(Pointing entries for labeled objects)
## Start
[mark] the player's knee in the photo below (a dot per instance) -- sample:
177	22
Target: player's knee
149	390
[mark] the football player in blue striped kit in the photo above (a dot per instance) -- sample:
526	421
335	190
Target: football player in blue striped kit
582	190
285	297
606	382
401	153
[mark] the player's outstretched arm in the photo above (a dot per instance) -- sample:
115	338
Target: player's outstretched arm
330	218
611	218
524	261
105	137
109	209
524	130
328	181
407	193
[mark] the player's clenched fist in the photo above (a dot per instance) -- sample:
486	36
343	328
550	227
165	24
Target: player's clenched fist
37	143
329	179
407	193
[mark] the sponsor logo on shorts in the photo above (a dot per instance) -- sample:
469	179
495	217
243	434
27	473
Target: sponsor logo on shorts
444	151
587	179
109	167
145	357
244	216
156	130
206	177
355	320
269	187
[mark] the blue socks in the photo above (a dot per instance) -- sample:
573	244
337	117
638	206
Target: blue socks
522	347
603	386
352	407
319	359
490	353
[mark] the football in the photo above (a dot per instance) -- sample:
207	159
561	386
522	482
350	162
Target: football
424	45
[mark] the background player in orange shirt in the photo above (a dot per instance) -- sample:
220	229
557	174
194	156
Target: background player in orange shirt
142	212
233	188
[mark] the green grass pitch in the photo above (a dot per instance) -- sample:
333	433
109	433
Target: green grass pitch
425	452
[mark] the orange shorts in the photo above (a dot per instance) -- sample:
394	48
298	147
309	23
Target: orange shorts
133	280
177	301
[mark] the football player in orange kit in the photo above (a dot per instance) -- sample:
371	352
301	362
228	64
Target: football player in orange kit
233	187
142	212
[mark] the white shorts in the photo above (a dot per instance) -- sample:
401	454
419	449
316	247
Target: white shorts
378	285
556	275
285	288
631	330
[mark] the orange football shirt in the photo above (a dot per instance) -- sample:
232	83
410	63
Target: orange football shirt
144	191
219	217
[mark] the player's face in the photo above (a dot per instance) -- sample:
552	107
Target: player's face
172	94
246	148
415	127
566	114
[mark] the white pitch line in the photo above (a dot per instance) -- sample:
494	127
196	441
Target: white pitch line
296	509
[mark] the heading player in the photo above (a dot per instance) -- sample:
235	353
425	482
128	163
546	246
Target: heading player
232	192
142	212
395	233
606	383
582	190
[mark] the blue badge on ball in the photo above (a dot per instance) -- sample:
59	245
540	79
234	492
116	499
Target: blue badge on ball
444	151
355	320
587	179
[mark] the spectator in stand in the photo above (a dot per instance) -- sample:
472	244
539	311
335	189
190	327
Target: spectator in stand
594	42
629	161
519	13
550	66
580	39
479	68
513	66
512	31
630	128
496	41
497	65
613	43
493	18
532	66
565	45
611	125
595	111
## End
§ **WRITTEN INSTRUCTION**:
Copy the lines of the listing above, from the line containing "[mark] the blue badge" through the end of the listing.

§ **RESULT FOR THIS EXERCISE**:
[mark] the blue badge on ball in the photo above (a dot per instance) -- sample:
59	245
540	79
234	492
116	499
Target: blue badge on ball
444	151
355	320
587	179
[mark] the spectator in stand in the photo above (a dot per instance) -- sample:
472	244
539	311
335	189
190	327
Target: spectator in stand
594	42
629	161
519	13
550	66
580	39
479	68
513	66
512	31
630	128
496	41
497	65
613	43
493	18
532	66
565	45
611	125
595	111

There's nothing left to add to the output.